__Work instructions__
Give the listing below again exactly, but without any of its pictures.
··········
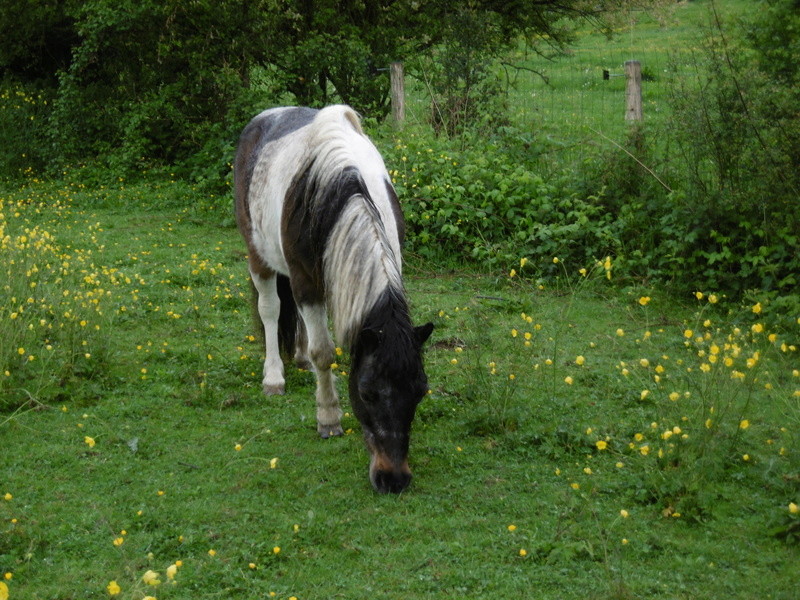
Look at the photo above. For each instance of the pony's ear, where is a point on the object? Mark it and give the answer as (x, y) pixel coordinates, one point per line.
(423, 332)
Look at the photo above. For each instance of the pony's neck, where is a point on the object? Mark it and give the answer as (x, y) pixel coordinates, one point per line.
(360, 266)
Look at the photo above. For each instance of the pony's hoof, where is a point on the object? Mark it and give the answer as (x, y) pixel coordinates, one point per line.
(326, 431)
(277, 389)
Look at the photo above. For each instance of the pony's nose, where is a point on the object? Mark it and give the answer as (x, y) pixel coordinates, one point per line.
(391, 482)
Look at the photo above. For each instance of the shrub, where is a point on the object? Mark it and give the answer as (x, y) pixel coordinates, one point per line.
(488, 206)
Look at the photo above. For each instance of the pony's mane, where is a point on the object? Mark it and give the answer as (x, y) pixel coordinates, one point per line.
(397, 352)
(361, 256)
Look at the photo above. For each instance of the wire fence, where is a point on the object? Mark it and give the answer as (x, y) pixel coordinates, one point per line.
(578, 100)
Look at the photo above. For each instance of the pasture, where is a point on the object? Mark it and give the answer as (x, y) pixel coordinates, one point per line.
(580, 439)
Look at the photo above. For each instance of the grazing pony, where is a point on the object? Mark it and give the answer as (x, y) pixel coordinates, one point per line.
(323, 229)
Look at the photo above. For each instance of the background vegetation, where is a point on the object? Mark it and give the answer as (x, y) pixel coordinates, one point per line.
(702, 193)
(614, 377)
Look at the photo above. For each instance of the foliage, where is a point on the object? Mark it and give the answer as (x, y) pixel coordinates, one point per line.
(737, 133)
(487, 203)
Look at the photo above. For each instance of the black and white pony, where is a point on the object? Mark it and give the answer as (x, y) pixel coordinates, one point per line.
(323, 229)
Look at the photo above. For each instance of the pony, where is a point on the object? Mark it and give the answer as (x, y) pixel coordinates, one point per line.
(324, 229)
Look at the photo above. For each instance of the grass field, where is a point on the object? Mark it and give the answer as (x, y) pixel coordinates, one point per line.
(579, 441)
(566, 98)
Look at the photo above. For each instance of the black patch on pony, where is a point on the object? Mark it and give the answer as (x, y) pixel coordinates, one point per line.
(388, 336)
(259, 132)
(309, 216)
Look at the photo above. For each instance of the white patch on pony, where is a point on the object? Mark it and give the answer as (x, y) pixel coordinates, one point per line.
(364, 248)
(363, 251)
(365, 262)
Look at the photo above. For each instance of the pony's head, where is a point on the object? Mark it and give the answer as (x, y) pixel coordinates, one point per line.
(387, 382)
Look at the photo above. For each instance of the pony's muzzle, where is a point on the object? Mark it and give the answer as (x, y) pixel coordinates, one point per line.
(388, 478)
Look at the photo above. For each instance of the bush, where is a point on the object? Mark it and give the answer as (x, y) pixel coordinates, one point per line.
(487, 206)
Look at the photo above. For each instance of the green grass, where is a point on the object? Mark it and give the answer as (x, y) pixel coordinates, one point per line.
(565, 98)
(172, 385)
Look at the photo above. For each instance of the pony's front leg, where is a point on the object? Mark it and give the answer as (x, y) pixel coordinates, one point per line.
(269, 307)
(321, 354)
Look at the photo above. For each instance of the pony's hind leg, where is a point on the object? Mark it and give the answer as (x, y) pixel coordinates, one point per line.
(321, 353)
(301, 347)
(269, 307)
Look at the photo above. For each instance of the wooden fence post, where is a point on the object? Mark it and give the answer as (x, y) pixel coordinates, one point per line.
(633, 90)
(398, 92)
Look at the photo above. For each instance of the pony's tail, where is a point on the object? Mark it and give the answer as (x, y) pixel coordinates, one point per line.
(287, 319)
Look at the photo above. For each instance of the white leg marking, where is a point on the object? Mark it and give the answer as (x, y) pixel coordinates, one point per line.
(269, 307)
(320, 351)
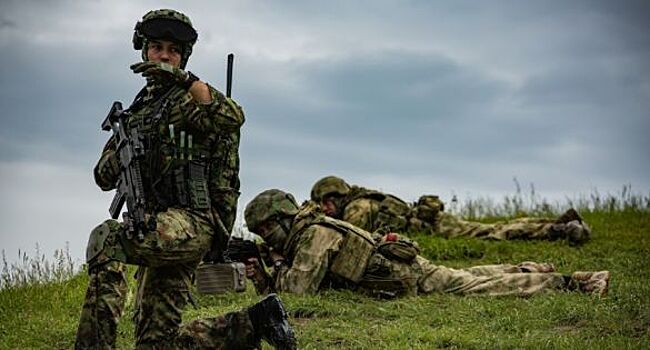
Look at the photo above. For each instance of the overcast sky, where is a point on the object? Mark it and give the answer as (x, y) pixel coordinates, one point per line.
(445, 97)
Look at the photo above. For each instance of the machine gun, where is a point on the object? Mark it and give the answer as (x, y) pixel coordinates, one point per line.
(130, 188)
(240, 250)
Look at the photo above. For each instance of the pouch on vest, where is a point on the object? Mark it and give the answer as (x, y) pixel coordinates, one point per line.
(355, 251)
(403, 250)
(221, 278)
(386, 278)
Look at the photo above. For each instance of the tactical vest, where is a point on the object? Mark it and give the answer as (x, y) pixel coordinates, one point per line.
(392, 215)
(356, 248)
(177, 156)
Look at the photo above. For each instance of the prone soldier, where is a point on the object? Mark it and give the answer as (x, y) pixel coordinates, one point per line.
(312, 251)
(376, 211)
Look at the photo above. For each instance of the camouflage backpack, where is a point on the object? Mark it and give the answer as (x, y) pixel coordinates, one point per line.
(392, 214)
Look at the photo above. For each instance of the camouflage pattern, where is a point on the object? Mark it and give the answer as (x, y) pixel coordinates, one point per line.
(313, 245)
(167, 259)
(168, 14)
(329, 186)
(375, 214)
(270, 204)
(168, 256)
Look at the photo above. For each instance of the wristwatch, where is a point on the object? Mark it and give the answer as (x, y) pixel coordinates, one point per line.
(278, 264)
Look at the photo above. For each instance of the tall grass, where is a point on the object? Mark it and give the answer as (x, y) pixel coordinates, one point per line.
(37, 269)
(530, 203)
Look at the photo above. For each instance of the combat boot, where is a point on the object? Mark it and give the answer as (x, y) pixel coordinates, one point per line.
(596, 283)
(269, 320)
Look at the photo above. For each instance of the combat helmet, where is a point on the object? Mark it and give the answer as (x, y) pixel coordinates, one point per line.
(270, 204)
(327, 186)
(165, 24)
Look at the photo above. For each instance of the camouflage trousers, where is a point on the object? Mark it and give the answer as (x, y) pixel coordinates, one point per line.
(167, 258)
(385, 276)
(448, 225)
(485, 280)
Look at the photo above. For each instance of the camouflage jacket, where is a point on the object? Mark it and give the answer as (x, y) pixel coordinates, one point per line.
(212, 130)
(313, 251)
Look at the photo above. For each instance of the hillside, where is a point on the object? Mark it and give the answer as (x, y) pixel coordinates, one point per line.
(44, 316)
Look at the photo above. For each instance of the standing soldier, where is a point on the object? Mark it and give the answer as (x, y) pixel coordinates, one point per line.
(312, 251)
(376, 211)
(185, 176)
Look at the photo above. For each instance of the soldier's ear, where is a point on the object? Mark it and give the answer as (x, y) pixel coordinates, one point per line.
(138, 40)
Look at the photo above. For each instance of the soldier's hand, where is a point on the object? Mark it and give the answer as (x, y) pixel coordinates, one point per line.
(163, 72)
(254, 271)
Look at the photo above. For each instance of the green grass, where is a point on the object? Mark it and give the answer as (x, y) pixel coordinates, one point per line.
(44, 315)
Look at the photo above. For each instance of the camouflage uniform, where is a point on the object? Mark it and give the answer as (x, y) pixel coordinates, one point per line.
(184, 228)
(315, 243)
(379, 212)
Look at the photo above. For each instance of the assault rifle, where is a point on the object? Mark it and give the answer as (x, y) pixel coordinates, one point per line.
(240, 250)
(130, 188)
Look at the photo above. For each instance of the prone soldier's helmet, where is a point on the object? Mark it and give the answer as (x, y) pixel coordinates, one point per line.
(270, 204)
(168, 25)
(327, 186)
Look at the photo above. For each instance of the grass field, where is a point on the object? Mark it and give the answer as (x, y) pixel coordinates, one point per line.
(44, 315)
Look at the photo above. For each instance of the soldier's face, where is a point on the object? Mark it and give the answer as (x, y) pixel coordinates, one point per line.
(273, 234)
(164, 51)
(329, 207)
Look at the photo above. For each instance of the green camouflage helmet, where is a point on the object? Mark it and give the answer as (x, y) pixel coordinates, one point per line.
(165, 24)
(327, 186)
(270, 204)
··········
__Expected answer__
Look at the photo above. For each instance of the pony's ear, where is a point on the object? Mark it and give the answer as (x, y) pixel coordinates, one point per line.
(423, 332)
Look at the photo above. For each instance of the pony's neck, where is a point on the object? Mark it and give the answer as (x, y) pixel coordinates, one point per line.
(360, 266)
Look at the photo above. For each instance of the pony's hoof, where is a point on the object? Mark it and give the answer as (x, y) pixel coordinates, one point per line.
(326, 431)
(277, 389)
Look at the photo above. For each instance of the pony's nose, where is a point on the object? Mark it and give the answer as (x, y) pixel coordinates, one point per line.
(391, 482)
Look at the photo above. For each instance of the shrub, where is a point on the object? Mark it and give the answer as (x, y) pixel coordinates, one point per line.
(488, 206)
Look at the photo above. For each instance of the pony's mane, where is a point on the object? Mark it and give the answer as (x, y) pixel coordinates, one point per line.
(397, 352)
(361, 256)
Look at the photo above. For each instance of the wire fence, where is a point on the object? Mark it and give the answer as (x, y) pixel coordinates, one point per line.
(578, 100)
Look at the photo above. For each instance of the pasture, where is a point on the object? Mark it and give the answer as (x, y) pixel coordinates, one point per line.
(580, 439)
Look at the photo above. For each instance of the grazing pony, where is a point on the object? Mark it and give the answer as (x, y) pixel coordinates, one point per line.
(323, 229)
Look at the photo above. For each instance of the background vegetation, where is a point on the object? Mark it and give the answer as (x, y) pixel coordinates, one point per line.
(702, 193)
(614, 377)
Look at the photo above. For each instance of the foliage, where is a point on the object? Mark it and give the answer as (x, y) pixel coordinates, one point per line.
(737, 133)
(487, 203)
Look at the photo above. For each instance of the black and white pony, where is a point on the object? Mark it and give the answer as (x, y) pixel coordinates, one point per line.
(323, 229)
Look at the photo above. For each instance of the pony, where is a point on the object? Mark it and give the answer as (x, y) pixel coordinates, one point per line.
(324, 229)
Look at the photo above. For each instance of the grass field, where is a point on the object? Mark it and give the answer as (x, y) pixel coordinates, one point per line.
(579, 441)
(566, 98)
Look at the photo above. For each instance of the black patch on pony, where is a point on the object? Mark it and give the answer as (x, y) pixel coordinates, one point per line.
(388, 336)
(259, 132)
(309, 216)
Look at the photo above. For each instance of the white patch on pony, where is a point on the object? Mark it and give the answer as (x, y) pixel coordinates, one point per line.
(364, 248)
(363, 251)
(365, 262)
Look at the photo above. For each instance of the pony's head, where is a point on the object? Mark it and give the answer as (x, y) pixel coordinates, one point per line.
(387, 382)
Look at the photo above. For each instance of the pony's muzzle, where is a point on the object? Mark it and give the answer as (x, y) pixel coordinates, one point per line.
(388, 478)
Look at the photo above. For each instance of the bush, where is a point on the object? Mark it and give the answer as (x, y) pixel coordinates, one point per line.
(487, 206)
Look at the photo above. For each instance of the green grass, where is a point on the object? Mark it and give the answer as (x, y) pixel coordinates, one point per line.
(565, 98)
(172, 385)
Look at the photo above. For each instance of the pony's front leg, where is a point on the object? Mark it and give the answer as (x, y) pixel coordinates, one point per line.
(269, 307)
(321, 354)
Look at the photo above. For each instance of the pony's hind leg, where is a point on the object? Mark it and give the answer as (x, y) pixel coordinates, one point per line.
(321, 353)
(301, 347)
(269, 307)
Look at the photo above. For each instance of the wooden fence post, where is a point on the object? Mark it and give the answer as (x, y) pixel coordinates, one point per line.
(633, 90)
(398, 92)
Look at the photo above. For each instance of the pony's tail, where is a point on the object? Mark it and give the answer as (x, y) pixel coordinates, one point per line.
(287, 319)
Look at the photo above. For each instance of the white leg marking, where is a point on the object? Mark it and give the answer as (x, y) pixel coordinates, one point per line.
(269, 307)
(320, 351)
Look at the photo above. For each instance of the overcast sky, where is a point on the object? Mark it and give the answer as (x, y) pixel coordinates, one point per line.
(445, 97)
Look at the photo above. For each instance of the machine gun, where is a point on the object? Mark it and give the answer as (x, y) pixel coordinates, one point per line.
(130, 188)
(240, 250)
Look at the photo above. For each instance of the pouch on vest, where is a point on the object? Mark it and give the answer as (x, y) pixel coordinates, one point per line.
(355, 251)
(403, 250)
(221, 278)
(386, 278)
Look at the photo above. For each instance of the tactical vest, where is a point on the object? Mark it and give the answer as (x, y) pixel coordinates, one point per line.
(392, 215)
(356, 248)
(177, 156)
Look at the photo above. For each instance of the prone soldier, where is a point on the object? Mark it and give the answer as (x, y) pixel coordinates, one point per line.
(312, 251)
(376, 211)
Look at the photo above. For each instance of the camouflage backpack, where is a point on the object? Mark it and give the answer as (x, y) pixel coordinates, one point per line.
(392, 214)
Look at the photo above. For each instance of the camouflage pattern, where is a point on the object? Mark it and give the answer as (x, y) pixel coordinates, one point per line.
(313, 245)
(167, 259)
(168, 14)
(329, 186)
(375, 214)
(270, 204)
(168, 256)
Look at the photo above. For each instance of the wristwatch, where is a point on the object? Mark it and give the answer as (x, y) pixel coordinates, one point per line.
(278, 264)
Look at the photo above. For each instance of the tall grass, where is a point on the object? Mark it and give the answer as (x, y) pixel coordinates, one point per line.
(37, 269)
(530, 203)
Look at the photo above. For each instance of the combat boot, where is a point on the object? Mark it and give the answer as (x, y) pixel coordinates, one point per line.
(596, 283)
(269, 320)
Look at the photo above. For each instance of the combat helmet, where is a point on the object? Mark it and give the answer as (x, y) pixel coordinates, one point per line.
(270, 204)
(327, 186)
(165, 24)
Look at the photo above. For each instance of the camouflage trousers, where is a point on the object? Mark it and give the answer as (x, y) pixel coordinates, one point per line.
(167, 258)
(385, 276)
(448, 225)
(485, 280)
Look at the photo above. For each instance of the camouflage jacket, where is a point on the object? Mark it and give the answer as (x, y) pixel coordinates, one point per line.
(212, 130)
(313, 251)
Look at the photo above. For each instance of the hillside, where is a point on the object? Mark it and give the answer as (x, y) pixel coordinates, one point per line.
(44, 316)
Look at the photo above. For each instance of the standing soldier, where is a point on the object? Mark it and give the answer as (x, y) pixel coordinates, one point per line.
(312, 251)
(376, 211)
(185, 176)
Look at the photo above. For each instance of the soldier's ear, where is a point on the object? Mark it and give the answer as (x, y) pixel coordinates, one point per line.
(138, 40)
Look at the photo above. For each instance of the soldier's hand, where is a point on the object? Mark it and give the answer as (x, y) pixel coordinates, one point per line.
(163, 72)
(254, 271)
Look at the photo above. For each instance of the green grass, where is a point on the object? Mark it and give the answer as (x, y) pixel coordinates, one point per line.
(44, 315)
Look at the photo above. For each instance of the camouflage uniform, where is a point on the object? Mark it and give the answer as (x, y) pixel coordinates, one point per line.
(184, 228)
(315, 243)
(379, 212)
Look at the photo above. For each instance of the assault rifle, where is a point on the object? Mark it and give the answer as (x, y) pixel coordinates, one point per line.
(240, 250)
(130, 188)
Look at the photo above. For each instance of the prone soldier's helmet, where is a point on the object? Mark it and give the answer as (x, y) pixel coordinates, one point per line.
(270, 204)
(168, 25)
(327, 186)
Look at the photo above. For each instance of the grass field, where is a point on the object? Mark it and give the answer as (x, y) pixel coordinates, one point per line.
(44, 315)
Look at the photo above. For each instance of the soldier's face, where is a point on the object? Mark it and give the answer as (x, y) pixel coordinates, one point per line.
(273, 234)
(164, 51)
(329, 207)
Look at the photo above. For each instance of the green camouflage helmet, where is a point on the object? Mark it and give the answer as (x, y) pixel coordinates, one point per line.
(165, 24)
(327, 186)
(270, 204)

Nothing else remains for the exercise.